EXERCISE REQUIREMENTS | All entries below must be given again exactly as they stand.
═══
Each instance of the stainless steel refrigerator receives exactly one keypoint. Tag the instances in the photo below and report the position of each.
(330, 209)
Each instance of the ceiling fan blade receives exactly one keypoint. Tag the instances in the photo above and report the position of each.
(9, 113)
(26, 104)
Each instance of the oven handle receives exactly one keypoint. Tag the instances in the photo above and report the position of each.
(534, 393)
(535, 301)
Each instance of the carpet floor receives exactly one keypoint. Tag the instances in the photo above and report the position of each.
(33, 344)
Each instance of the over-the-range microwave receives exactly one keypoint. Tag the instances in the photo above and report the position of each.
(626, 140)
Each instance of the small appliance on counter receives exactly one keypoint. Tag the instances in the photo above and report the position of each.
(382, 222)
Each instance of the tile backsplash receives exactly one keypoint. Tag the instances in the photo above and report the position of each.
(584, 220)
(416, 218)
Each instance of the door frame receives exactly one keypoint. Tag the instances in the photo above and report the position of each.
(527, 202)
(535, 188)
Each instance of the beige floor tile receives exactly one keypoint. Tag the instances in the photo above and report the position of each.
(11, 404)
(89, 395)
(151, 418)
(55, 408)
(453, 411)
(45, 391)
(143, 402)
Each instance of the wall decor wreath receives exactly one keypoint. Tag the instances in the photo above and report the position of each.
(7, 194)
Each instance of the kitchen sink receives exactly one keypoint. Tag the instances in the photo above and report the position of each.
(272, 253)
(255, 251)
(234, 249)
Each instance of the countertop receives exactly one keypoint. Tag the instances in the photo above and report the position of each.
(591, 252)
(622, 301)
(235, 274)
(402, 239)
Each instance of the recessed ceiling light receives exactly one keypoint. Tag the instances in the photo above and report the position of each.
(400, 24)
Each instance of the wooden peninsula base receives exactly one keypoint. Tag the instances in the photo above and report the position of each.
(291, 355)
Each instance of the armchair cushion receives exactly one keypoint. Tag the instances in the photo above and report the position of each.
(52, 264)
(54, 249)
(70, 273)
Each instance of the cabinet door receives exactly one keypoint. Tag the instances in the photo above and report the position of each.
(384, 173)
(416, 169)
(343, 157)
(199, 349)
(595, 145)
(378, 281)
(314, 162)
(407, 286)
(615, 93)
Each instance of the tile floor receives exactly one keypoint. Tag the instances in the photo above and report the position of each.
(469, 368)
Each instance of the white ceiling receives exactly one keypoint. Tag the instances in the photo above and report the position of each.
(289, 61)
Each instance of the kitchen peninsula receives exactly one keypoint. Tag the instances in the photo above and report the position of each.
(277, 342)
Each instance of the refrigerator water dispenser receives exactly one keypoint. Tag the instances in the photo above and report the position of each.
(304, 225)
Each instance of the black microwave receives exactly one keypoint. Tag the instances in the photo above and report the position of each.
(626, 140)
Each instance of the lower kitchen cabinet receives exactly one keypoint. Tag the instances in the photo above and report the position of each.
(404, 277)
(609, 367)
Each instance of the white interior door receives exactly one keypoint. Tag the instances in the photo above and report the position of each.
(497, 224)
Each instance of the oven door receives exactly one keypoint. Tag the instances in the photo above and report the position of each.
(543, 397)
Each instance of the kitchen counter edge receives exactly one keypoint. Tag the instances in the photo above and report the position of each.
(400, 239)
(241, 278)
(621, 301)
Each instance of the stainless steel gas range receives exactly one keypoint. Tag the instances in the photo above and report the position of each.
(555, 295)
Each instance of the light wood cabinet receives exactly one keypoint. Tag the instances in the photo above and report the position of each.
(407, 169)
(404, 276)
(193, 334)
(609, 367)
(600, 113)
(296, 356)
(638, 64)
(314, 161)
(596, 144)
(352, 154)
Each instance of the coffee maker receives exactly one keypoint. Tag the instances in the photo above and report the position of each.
═══
TASK SOLUTION |
Each instance of the stainless steel refrigerator receives exactly one keypoint. Tag the instances in the photo below and report the position of each.
(330, 209)
Each instance of the ceiling fan blade receives exactly one keypoint. Tag the instances in the photo above and report the position of each.
(9, 113)
(26, 104)
Each instance of the oven handle receives exactly one keypoint. Tag the instances in the photo above and report the position of each.
(534, 393)
(535, 301)
Each instance of the carpet floor receives exactly one keypoint. Tag the instances in the photo above and report the position of each.
(33, 344)
Each instance of the over-the-range microwave receives exactly one keypoint. Tag the instances in the photo above and report the position of each.
(626, 140)
Each instance of the small appliance on counter receives exactly one keypoint. Tag the instances in the photo above and report the position of each.
(382, 222)
Each instance of the tile backsplash receives exactly one keypoint. Tag the instances in the photo above and report the position of each.
(584, 220)
(416, 218)
Each instance of the door frame receives exactly one keypoint. Tag the instances in the photo above and report the position of each.
(527, 202)
(535, 188)
Each instance of the beige floor tile receives exactly one keypoint. Tag the instances in the photo above and report the position of each.
(11, 404)
(89, 395)
(151, 418)
(55, 408)
(453, 411)
(45, 391)
(143, 402)
Each instance of the wall decor wreath receives exactly one keypoint. Tag the instances in the photo above and report the position of each.
(7, 194)
Each instance of the kitchen sink receives exactly one keypoint. Tag the instances in the photo above and report the position of each.
(272, 253)
(255, 251)
(234, 249)
Each instance of the countertop receives exactly one keypoint. Tag the instances in the photo above and report the position of each.
(591, 252)
(622, 301)
(235, 274)
(402, 239)
Each instance of the recessed ceiling light receives exactly one keypoint. Tag the instances in the photo above and report the position of each.
(400, 24)
Each instance of the wooden peninsula base receives exactly one keypoint. Tag the instances in the photo above and report the position of each.
(291, 355)
Each instance of the armchair cushion receives exactly one keypoint. Tag the instances in the photo above and report the position of each.
(52, 264)
(54, 249)
(70, 273)
Each instance of the cabinet door receives exactly one keypoint. Tag the instances in the photo above and report the position of each.
(384, 173)
(416, 169)
(343, 157)
(199, 349)
(595, 145)
(378, 281)
(314, 162)
(407, 286)
(615, 93)
Each instance of the tile floor receives exactly one keypoint. Tag the instances in the photo above and report the position of each.
(469, 368)
Each instance of the white ceiling receives exactly one keypoint. Tag the instances in the photo above and report the position of each.
(289, 61)
Each instance of the kitchen peninsula receives exactly one keypoint. Tag the instances in the photo above and report the position of each.
(277, 342)
Each instance of the refrigerator water dispenser receives exactly one keypoint. Tag the instances in the photo above and report the position of each.
(304, 225)
Each instance of the black microwave receives exactly one keypoint. Tag the instances in the photo above and report the position of each.
(626, 140)
Each instance of the lower kitchen cabinet receives exactly one keypoint. Tag the instances in the photo above and report the position of each.
(404, 277)
(609, 367)
Each instance of the white interior door receives exactly one keypoint. Tag the instances in the photo above and report the position of each.
(497, 224)
Each instance of the oven door receives exactly one keypoint. Tag the instances in the photo above and report the position of each.
(543, 397)
Each instance of the kitchen counter edge receives exactly one keypoint. Tag the instances in the photo above and report the position of each.
(400, 239)
(241, 278)
(621, 301)
Each instance of the stainless steel gas range receives exactly one keypoint. Tag the instances in the photo above and report the position of each.
(555, 295)
Each instance of the light wood cabinet receives exactly one keypoint. Tag the instances in the photo above and report the position of each.
(407, 169)
(404, 276)
(193, 334)
(609, 367)
(600, 113)
(296, 356)
(638, 64)
(314, 161)
(596, 144)
(352, 154)
Each instance of the coffee maker receives exactly one keypoint. Tag the instances in the photo above and report the position of each.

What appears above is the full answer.